(Work instructions):
Every record gets copied exactly, and no picture goes with it.

Stored data entries
-=-=-=-=-

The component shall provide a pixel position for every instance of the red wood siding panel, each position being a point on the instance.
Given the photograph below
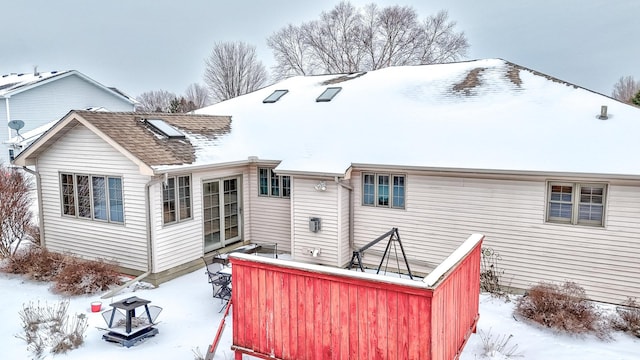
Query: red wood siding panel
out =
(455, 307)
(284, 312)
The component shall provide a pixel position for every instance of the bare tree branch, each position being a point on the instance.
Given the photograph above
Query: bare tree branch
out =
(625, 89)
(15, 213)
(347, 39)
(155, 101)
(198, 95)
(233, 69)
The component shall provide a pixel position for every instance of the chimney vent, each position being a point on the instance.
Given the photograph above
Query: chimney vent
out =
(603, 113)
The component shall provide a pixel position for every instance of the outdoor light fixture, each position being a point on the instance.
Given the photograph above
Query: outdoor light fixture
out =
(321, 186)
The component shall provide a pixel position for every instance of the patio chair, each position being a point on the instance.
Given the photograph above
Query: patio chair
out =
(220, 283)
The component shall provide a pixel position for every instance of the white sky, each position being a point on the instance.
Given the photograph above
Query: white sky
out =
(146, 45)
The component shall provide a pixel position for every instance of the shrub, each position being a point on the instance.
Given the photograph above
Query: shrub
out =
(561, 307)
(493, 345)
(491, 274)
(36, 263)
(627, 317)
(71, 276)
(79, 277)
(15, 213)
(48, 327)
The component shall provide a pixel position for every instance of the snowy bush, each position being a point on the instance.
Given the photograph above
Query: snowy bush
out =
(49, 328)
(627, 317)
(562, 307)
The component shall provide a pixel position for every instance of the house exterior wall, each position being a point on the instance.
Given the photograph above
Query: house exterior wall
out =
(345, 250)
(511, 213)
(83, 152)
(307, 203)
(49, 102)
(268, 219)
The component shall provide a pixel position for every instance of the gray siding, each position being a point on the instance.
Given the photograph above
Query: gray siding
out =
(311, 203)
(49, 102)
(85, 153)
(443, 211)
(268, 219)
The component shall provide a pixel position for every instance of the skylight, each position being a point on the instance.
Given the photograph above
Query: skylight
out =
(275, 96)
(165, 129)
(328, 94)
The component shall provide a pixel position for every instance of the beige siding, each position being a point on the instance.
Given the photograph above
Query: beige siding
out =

-=-=-=-=-

(Solution to this exercise):
The component shall provide a pixel position for every instance of the red wood siding panel, each position being a point on the instance.
Given the photograph below
Query: red wood siding panel
out =
(455, 307)
(284, 312)
The component shall provide a pixel position for every instance of the bare tree branch, each position being a point on the instance.
Given the photograph above
Query: bare tree branch
out =
(625, 89)
(15, 213)
(347, 39)
(155, 101)
(198, 95)
(233, 69)
The component shall provide a pixel position for every instance of the chimney vent, each position being a point on the instance.
Given the photograph above
Query: chimney vent
out =
(603, 113)
The component shall provide a pixel position for every instance of the outdoor light fixture, each position being a point on the instance.
Given the photograph above
Query: outdoor light fixture
out =
(321, 186)
The component shall provide a pixel position for every instance of the patio chair, each position being a point on the instance.
Given the photograph above
Query: patio chair
out =
(220, 283)
The component shall provide a pixel position for every instance of the white sky, each position being a point on the instance.
Given the photograph above
Query: white sky
out =
(146, 45)
The component shall provide a pixel position for every instance of the shrub, each position being a point on the instance.
Given the photograph above
Query: shrub
out =
(561, 307)
(493, 345)
(491, 274)
(36, 263)
(627, 317)
(71, 276)
(79, 277)
(15, 213)
(48, 327)
The component shall provide a pixel position for every instance of the snowy bush, each position being a point on the instance.
Given the photograph above
Query: snowy bush
out =
(49, 328)
(627, 317)
(562, 307)
The component shall provide a pixel position for every instance of the house exterior wall, each position being a point on the instance.
Given the photograph above
Query: house exterior wall
out =
(345, 250)
(511, 213)
(83, 152)
(307, 203)
(49, 102)
(268, 219)
The component shall provide a pixel position for every instance of the gray siding, each position being a point on the instance.
Given the photograph above
Query: gray siding
out =
(311, 203)
(49, 102)
(85, 153)
(443, 211)
(268, 219)
The component shall provide a pixel position for every instance of the skylight, each position being a point on the instance.
Given the photograph above
Query: skylight
out =
(275, 96)
(165, 129)
(328, 94)
The component shall provide a pixel position for every instance of the beige siding, each position being a point on the instance.
Given the photograph above
Query: beige siding
out =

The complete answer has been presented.